═══ Source ═══
We speak to the LA-based artist on feminism, technology, and the future of sex
Artist Tara Subkoff’s Deepfake starts with a woman named Eve, played by actor Bella Thorne, wandering into the California desert. The 25-minute film, which is divided onto four screens, imagines a world where women have been replaced by sex robots, an idea she suggests might be closer than anticipated: “With the understanding of the current reality that ’Alexa’ a female voice for the ’every-home’ is programmed to function well only when yelled at aggressively and that this is only the beginning of our future of female AI sex-slave robots programmed and designed by white cis males; what mistakes will we be confronted with?”
The film is part of the artist’s exhibition of the same name at the Hole in New York, a multi-media (and multi-sensory) installation complete with animatronic eyeballs that follow you across the room; a sculptural face that spritzes perfume; and a mirror installation that casts multiple, disorientating reflections. At its centre is our heroine Eve (this time, played by musician Miranda Kilbey-Jansson) taking selfies on a rotating bed, all while admiring her reflection in a hand mirror.
For Subkoff, the work reflects the female experience, and the many traumas that come with it. She asks: “How in a post Me-Too, Times-Up, dating app, porn-obsessed and addicted era of constant distractions will we, as females and identifying females, be relevant when we may easily be replaced by deepfakes?”
Below, we speak to the LA-based artist on feminism, technology, and the future of sex.
You were talking about Alexa and the female voice, and the idea of women typically playing service roles. How do you think this project relates to the conversation?
Tara Subkoff: I think that the artwork is very much about the big trauma and small traumas of being female, and where we’re heading as a culture. How we are in a completely misogynist society even after a post-Me-Too-Times-Up supposed revolution? What have we achieved with this?
What do you mean by big and small traumas?
═══ Rows ═══
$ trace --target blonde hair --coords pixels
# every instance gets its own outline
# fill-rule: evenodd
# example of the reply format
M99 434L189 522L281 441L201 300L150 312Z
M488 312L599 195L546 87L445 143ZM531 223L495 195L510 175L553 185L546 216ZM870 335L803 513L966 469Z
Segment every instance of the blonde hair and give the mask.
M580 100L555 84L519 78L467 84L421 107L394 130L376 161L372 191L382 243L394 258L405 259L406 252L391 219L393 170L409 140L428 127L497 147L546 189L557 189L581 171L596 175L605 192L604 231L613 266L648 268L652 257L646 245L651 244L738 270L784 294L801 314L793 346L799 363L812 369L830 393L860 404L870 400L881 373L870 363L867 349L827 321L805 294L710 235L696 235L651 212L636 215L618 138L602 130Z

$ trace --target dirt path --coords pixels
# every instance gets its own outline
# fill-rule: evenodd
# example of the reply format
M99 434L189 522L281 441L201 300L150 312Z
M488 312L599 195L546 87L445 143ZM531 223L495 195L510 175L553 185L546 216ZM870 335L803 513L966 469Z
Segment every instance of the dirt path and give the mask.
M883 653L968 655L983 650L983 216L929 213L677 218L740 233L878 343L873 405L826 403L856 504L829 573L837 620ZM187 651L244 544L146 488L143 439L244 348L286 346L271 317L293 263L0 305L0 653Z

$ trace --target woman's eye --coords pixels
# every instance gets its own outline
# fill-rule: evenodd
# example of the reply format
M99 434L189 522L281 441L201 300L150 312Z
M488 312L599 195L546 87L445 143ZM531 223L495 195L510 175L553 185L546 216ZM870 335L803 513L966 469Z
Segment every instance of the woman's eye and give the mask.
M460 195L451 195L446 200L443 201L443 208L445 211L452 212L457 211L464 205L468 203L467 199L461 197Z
═══
● **Stated exercise**
Reproduce the interview about the Deepfake exhibition from "Below, we speak" up to and including "and small traumas?", switching "culture" to "nation".

● **Answer to the problem**
Below, we speak to the LA-based artist on feminism, technology, and the future of sex.
You were talking about Alexa and the female voice, and the idea of women typically playing service roles. How do you think this project relates to the conversation?
Tara Subkoff: I think that the artwork is very much about the big trauma and small traumas of being female, and where we’re heading as a nation. How we are in a completely misogynist society even after a post-Me-Too-Times-Up supposed revolution? What have we achieved with this?
What do you mean by big and small traumas?